- Problem requirements: Practice item. Set the material below down again exactly, with no pictures.

- Source records:
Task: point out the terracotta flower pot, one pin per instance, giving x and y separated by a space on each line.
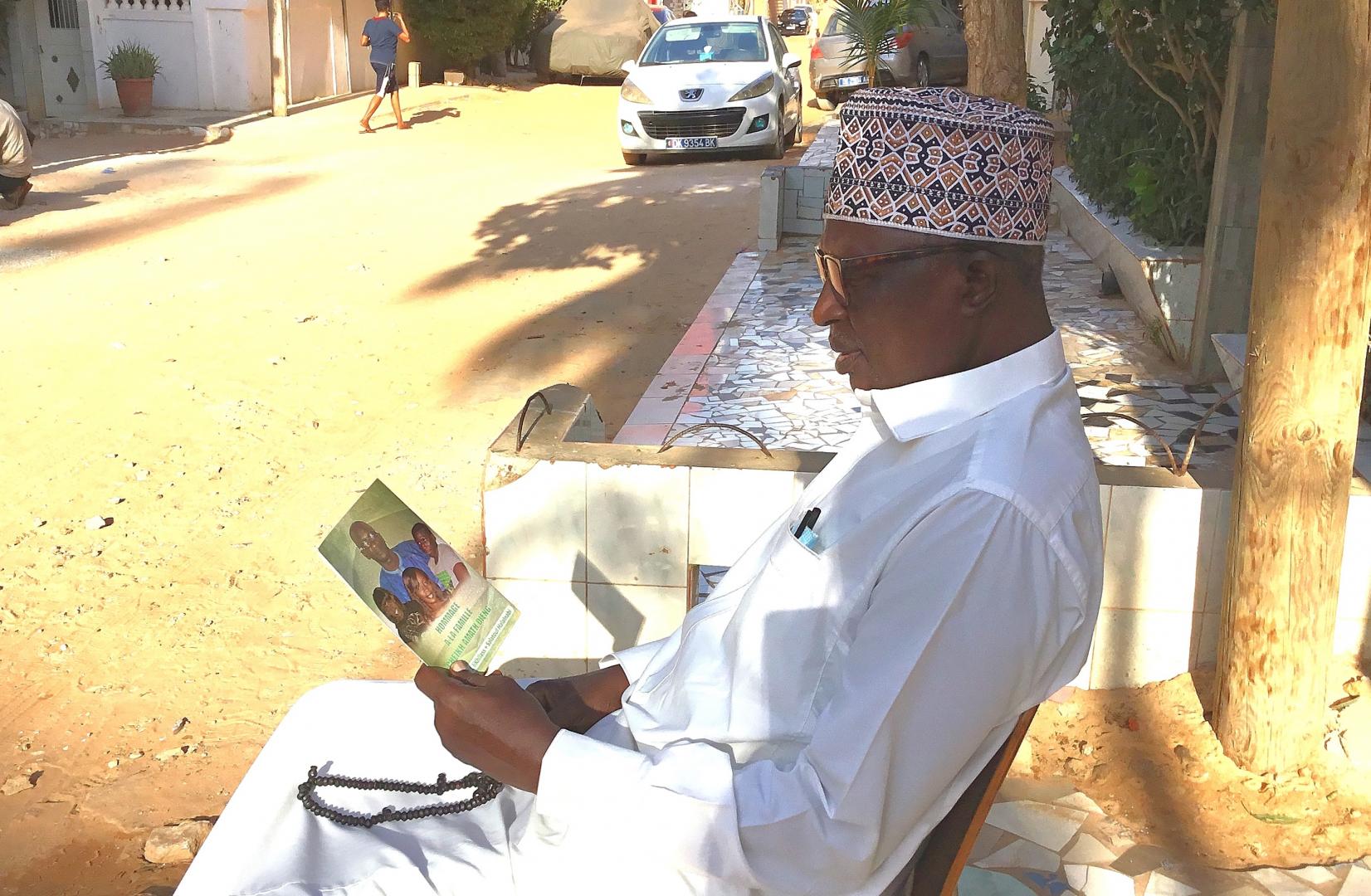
134 96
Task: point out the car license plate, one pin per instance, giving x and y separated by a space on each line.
693 143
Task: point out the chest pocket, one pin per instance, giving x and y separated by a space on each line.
749 666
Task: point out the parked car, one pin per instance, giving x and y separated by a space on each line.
705 84
795 21
929 51
591 39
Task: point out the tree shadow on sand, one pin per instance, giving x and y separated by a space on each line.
668 231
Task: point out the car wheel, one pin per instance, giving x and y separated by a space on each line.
779 145
793 137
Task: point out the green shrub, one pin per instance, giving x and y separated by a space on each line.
534 19
1145 84
469 31
130 59
871 27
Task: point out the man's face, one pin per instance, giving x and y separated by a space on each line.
425 538
901 321
369 542
425 591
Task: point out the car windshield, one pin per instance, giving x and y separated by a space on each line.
708 41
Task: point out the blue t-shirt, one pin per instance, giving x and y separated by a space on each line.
410 555
384 36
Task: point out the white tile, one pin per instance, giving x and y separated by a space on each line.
1095 881
622 616
1047 825
637 519
979 883
1089 851
1352 636
1355 595
1314 874
535 525
1163 885
1134 648
729 509
1022 854
1358 883
1212 566
1152 548
550 629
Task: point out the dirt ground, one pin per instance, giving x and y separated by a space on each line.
1150 759
216 348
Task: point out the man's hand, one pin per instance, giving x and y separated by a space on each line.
488 723
578 702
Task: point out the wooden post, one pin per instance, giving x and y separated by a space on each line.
1305 355
279 27
997 63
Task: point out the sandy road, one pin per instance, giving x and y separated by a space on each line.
217 347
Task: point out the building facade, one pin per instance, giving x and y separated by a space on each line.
214 54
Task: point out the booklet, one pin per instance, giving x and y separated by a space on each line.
416 582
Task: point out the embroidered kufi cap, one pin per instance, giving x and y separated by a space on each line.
942 161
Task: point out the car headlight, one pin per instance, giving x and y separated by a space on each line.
761 86
632 94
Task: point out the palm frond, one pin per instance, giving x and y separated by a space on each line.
871 27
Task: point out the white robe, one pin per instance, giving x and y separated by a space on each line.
803 731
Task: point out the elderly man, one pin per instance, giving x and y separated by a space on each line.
812 721
393 561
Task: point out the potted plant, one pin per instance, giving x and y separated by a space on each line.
872 27
132 67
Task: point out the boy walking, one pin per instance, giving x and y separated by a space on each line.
383 35
15 159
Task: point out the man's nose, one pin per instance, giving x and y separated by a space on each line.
827 307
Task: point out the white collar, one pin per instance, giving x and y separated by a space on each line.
929 406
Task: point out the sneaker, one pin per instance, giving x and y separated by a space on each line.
15 199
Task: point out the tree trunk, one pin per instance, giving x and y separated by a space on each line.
996 56
1305 357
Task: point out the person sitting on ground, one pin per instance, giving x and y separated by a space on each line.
15 158
860 664
407 616
431 597
393 561
445 563
382 33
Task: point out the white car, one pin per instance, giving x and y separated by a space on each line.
710 84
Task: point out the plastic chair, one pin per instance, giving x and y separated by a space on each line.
937 868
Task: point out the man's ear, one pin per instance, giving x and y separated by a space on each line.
981 275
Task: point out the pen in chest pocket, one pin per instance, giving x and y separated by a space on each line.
805 530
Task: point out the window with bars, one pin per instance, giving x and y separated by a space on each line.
63 14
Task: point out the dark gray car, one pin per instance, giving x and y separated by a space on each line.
931 51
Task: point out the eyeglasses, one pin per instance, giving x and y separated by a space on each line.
831 266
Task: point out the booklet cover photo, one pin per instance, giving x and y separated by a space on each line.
416 582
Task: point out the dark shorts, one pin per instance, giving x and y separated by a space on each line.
12 184
386 77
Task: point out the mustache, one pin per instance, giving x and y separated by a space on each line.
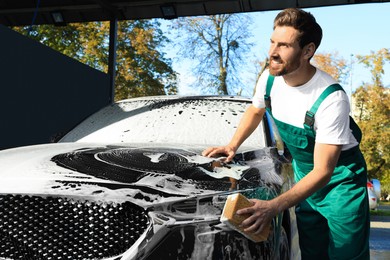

- Solved problem:
Task: point out the terracotta flower pot, one pin per instance, giving x and y separated by a space on each line.
134 96
Task: point out the car license plate, one pin per instance, giving x and y separated by a space on each line.
693 143
Task: point out the chest pocket, one pin per instance, giving x and y separated by a space on each line.
749 666
Task: point out the parked car, one pin per instance, giving x and y separated by a space on each line.
705 84
795 21
929 51
591 39
Task: point out the tree shadow on sand, one pin per instance, giving x and y separated by a space on each line.
668 231
Task: point out the car wheel, one pin per instance, giving x and y separated by a space on each line.
779 145
793 137
Task: point out the green shrub, one pin per instance, giving x and y separated by a space on each line.
534 19
1145 84
469 31
130 59
871 27
Task: point out the man's face, one pin per instance, giving x and y separated by a space on each line.
425 538
901 321
369 542
425 591
Task: point out the car windshield, one pin per instance, giving x and y separated by a space on each line.
708 41
Task: point out the blue t-shirt, one pin per instance, giving x and y separated by a space on each line.
410 555
384 36
Task: point out the white tile, one pin per instance, giving x and y separated by a space on each line.
1095 881
622 616
1047 825
637 519
979 883
1089 851
1352 636
1355 595
1314 874
535 525
1163 885
1134 648
729 509
1022 854
1358 883
1212 566
1152 548
550 629
Task: point out the dirt ground, one pin per instance, giving x and y separated by a space on each line.
1150 759
216 348
Task: point out the man's hand, one pin per instance, giving x and y separated by a space on each line.
488 723
578 702
Task: point out the wooden post, one pin per instance, giving x and y separated by a space on each line.
1305 355
279 27
997 63
Task: point out the sandy road, one pin per instance, giving x and y separated by a space on each line.
217 347
Task: point out the building facade, one pin per instance, giving x and y separated by a space on each line.
214 54
Task: point out the booklet, one pin per instance, giving x and y separated by a space on each line.
416 582
Task: point out the embroidered kufi cap, one pin per instance, giving x and y separated by a space on each line.
942 161
Task: point out the car headlight, one pin per instance, giving x and y separated by a space on each line.
761 86
632 94
Task: point out the palm frond, one pin per instance, giving x and y separated by a space on each line.
871 27
Task: point out the white robe, one pin per instance, giving x and y separated by a space on each line.
803 731
Task: point out the elderly man, one pin per instance, giving x and y separated by a space on each line.
812 721
393 561
Task: point out the potted plant, one pin per instance, giving x and y separated by a space on each line.
872 27
132 67
Task: point out the boy walking, one pin per instance, giving x and y separated by a space on each line.
383 35
15 159
Task: point out the man's nose, one pin per instance, giving x and y separated by a space on each line.
827 307
Task: point out the white collar, one pin per instance, giving x and y separated by a space on each line.
929 406
Task: point out the sneaker, one pin per instance, giving x and y separated by a space on each line.
15 199
Task: point out the tree trunk, one pin per instance, giving x and y separated by a space on each line.
996 56
1305 357
Task: point out the person sitting on ground, one pin per instance, giving x and y separated by a space on each line.
15 158
860 664
407 616
431 597
393 561
445 563
382 33
Task: point out the white car, one pin per instance, giving x and y separated by a space on each line.
710 84
Task: point out the plastic chair, one pin per instance, giving x and y separated by a space on each line.
937 868
Task: point out the man's ear, one pin per instance, giving x and y separated by a space on each line.
981 275
Task: point out the pen in chest pocket, one pin per instance, giving x and y separated by a space on each line.
805 530
Task: point out the window with bars, one pin per instance, giving x and y separated by a space on each line.
63 14
Task: point out the dark gray car, one pin per instance, giving x and y separated by a space on each line.
931 51
Task: point out the eyeglasses, one pin per instance, giving x and y separated by a space on each line.
831 266
Task: point out the booklet cover photo, one pin per instance, giving x and y separated by a space on each line.
416 582
Task: point out the dark shorts, one pin per instance, giving x and y separated by a space on each line.
12 184
386 77
Task: point out the mustache, one pin per instance, giving x and y separated by a space on each line.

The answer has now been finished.